Given data:
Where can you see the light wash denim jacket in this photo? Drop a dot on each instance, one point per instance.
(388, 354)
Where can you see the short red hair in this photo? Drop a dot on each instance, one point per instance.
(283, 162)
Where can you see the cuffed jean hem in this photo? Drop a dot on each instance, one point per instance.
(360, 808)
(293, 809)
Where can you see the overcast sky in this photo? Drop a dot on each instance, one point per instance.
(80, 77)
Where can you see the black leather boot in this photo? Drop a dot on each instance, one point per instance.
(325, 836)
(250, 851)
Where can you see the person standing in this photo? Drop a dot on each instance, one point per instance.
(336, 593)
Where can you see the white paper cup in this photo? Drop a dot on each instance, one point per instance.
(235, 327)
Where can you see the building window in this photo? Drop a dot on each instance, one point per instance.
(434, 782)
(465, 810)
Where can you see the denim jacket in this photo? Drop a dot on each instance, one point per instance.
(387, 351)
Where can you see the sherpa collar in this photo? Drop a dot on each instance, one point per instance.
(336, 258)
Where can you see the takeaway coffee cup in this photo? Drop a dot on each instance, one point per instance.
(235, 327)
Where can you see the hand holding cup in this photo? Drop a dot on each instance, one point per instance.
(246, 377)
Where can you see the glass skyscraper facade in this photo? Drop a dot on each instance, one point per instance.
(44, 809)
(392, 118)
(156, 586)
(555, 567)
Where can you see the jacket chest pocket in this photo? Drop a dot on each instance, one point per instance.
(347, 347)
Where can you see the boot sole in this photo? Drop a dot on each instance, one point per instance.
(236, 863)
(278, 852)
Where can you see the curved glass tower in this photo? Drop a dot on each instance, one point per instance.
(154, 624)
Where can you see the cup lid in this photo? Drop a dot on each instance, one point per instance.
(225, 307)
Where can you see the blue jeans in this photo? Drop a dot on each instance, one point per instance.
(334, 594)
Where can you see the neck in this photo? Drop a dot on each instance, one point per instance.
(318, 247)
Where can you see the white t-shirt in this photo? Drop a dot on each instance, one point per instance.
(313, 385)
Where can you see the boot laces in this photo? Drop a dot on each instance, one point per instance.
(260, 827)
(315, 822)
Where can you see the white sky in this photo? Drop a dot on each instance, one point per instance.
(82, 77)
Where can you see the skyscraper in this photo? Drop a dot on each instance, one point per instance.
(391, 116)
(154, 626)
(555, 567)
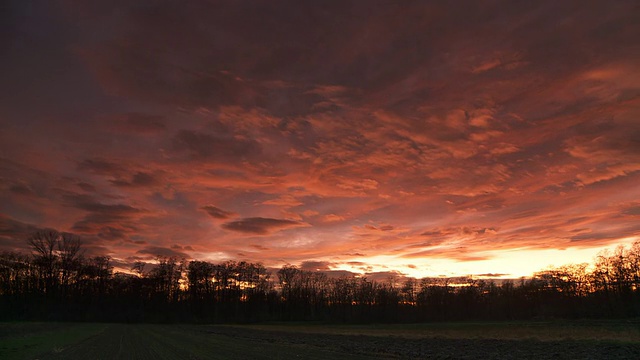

About this task: The output should consist of every entry above, printed exactly, with the images removed.

Solution:
Where can you see the light wash denim jacket in this photo? Drop a dot on each instance, one point per instance.
(388, 354)
Where can you see the short red hair in this photo? Drop a dot on each instance, one point per instance.
(283, 162)
Where can you see the cuffed jean hem in this photo? Drop a dot on each instance, one point per instance.
(360, 808)
(293, 809)
Where can you see the overcast sky in this photo? Drop a dot on each instance, one point per instance.
(80, 77)
Where can you see the black leather boot in this photo? Drop a dot on each instance, one point per instance.
(325, 836)
(250, 851)
Where can you see the person standing in this photo? Drop a dot on each instance, one point per instance.
(336, 593)
Where can you see the white paper cup in this photo? Drop a dot on each instance, one point per instance.
(235, 327)
Where can you see the building window in this photo? Drop a dot on each instance, one point per instance.
(434, 782)
(465, 810)
Where can you see the denim jacket in this photo? Drop a dot on each instance, one point per instance.
(387, 351)
Where can you see the sherpa collar in this photo? Drop a dot on each instance, one point per instance.
(336, 258)
Where can you see the takeaway coffee cup in this photo? Drop a dot on each instance, one point per instance.
(235, 327)
Where can you see the hand holding cup in this photo? Drop a dot on each instance, one point per instance.
(246, 377)
Where can you see the glass skyscraper facade in this photo? Drop a dot on each instance, one point per instance.
(44, 809)
(392, 118)
(156, 586)
(555, 567)
Where can you see the jacket chest pocket in this photo? Drop a dot on each instance, one point per instance.
(347, 347)
Where can you see the boot sole in this photo? Drop a dot on each instance, one point per instance.
(236, 863)
(278, 852)
Where can you see the curved glass tower in this photo? Drop a dot on each instance, one point per instance.
(154, 624)
Where can you see the cup lid in this photo? Drop a dot on each instance, one point per instance.
(225, 307)
Where can you see the blue jeans in this photo? Drop a dot on each instance, one point per instance.
(334, 594)
Where can you see the neck in this photo? Drop a dot on each instance, one point per instance.
(318, 247)
Where can you see the white t-shirt in this photo? Drop a dot on each instance, one point per instance.
(313, 385)
Where can you see the boot laces in this photo? Drop a dot on each instance, one point per instance.
(260, 827)
(315, 822)
Where can you see the white sky in this photo? Drop a dot on each instance, one point per instance.
(82, 77)
Where can you see the skyscraper in this photo? Drop a dot on each instance, one point per instance.
(391, 116)
(154, 626)
(555, 567)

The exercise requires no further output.